(Beginning of TEXT PROVIDED)

The standard way to make inducedpluripotent stem (iPS) cells for medical research is to scrape skin cells and mix up their internal clocks, coaxing them back into pluripotency over a matter of weeks. But now researchers at the Stanford University School of Medicine have turned their attention to another cell type in abundant supply: fat cells. The team of cardiologists and plastic surgeons found adipose fat cells to be much more efficient than skin cells at turning back into stem cells.
http://www.scientificamerican.com/article.cfm?id=stem-cells-from-fat-cells


The potential of iPS cells to help treat everything from damaged heart tissue toParkinson's disease, has prompted intensive research that has looked into the use of skin fibroblast cells as an alternative to controversial embryonic stem cells. Skin cells, however, take a few weeks to be cultured into pluripotency—a process that also often requires exposing the cells to mouse stem cells, called feeder cells, to nourish and guide the transformation.

(End of TEXT PROVIDED)

=== WHAT TO DO ===
(1) Summarize the text on making stem cells from fat cells in two sentences.
(2) According to the text, what are the mouse stem cells used to nourish and guide skin cells into pluripotency called?

(Beginning of RECORDS SHOWN)

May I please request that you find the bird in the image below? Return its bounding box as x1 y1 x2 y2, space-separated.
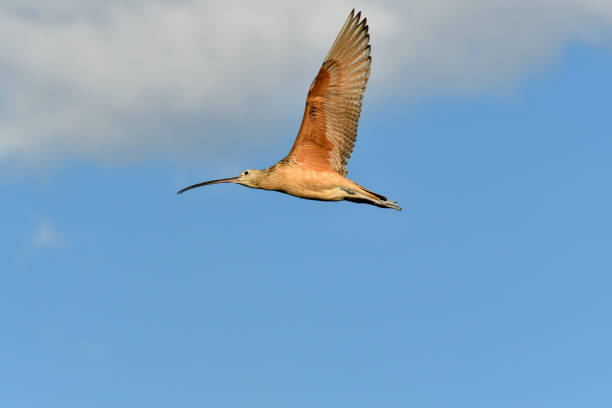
177 9 401 211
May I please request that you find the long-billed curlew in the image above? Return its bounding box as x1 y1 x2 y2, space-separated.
178 10 401 210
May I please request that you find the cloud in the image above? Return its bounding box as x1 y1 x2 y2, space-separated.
32 220 65 248
0 0 612 162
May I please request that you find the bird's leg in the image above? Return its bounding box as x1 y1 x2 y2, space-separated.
338 187 402 211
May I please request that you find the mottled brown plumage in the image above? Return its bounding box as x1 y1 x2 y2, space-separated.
178 10 400 210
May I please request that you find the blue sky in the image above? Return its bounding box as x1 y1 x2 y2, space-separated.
0 2 612 408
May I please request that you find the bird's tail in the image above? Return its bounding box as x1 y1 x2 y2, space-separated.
345 186 402 211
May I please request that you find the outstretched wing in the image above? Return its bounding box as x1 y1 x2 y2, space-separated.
287 10 371 176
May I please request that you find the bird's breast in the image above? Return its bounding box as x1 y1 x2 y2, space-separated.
262 166 354 201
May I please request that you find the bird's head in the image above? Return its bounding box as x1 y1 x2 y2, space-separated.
177 169 263 194
236 169 263 188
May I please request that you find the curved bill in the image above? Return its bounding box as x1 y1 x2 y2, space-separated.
176 177 238 194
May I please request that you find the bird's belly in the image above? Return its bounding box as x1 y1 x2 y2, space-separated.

(End of RECORDS SHOWN)

=== EXERCISE ANSWERS ===
(1) Researchers at the Stanford University School of Medicine found that adipose fat cells turn back into stem cells much more efficiently than skin cells, the standard source for induced pluripotent stem (iPS) cells. Skin cells take a few weeks to reach pluripotency and often need mouse stem cells, called feeder cells, to nourish and guide the change.

(2) Feeder cells.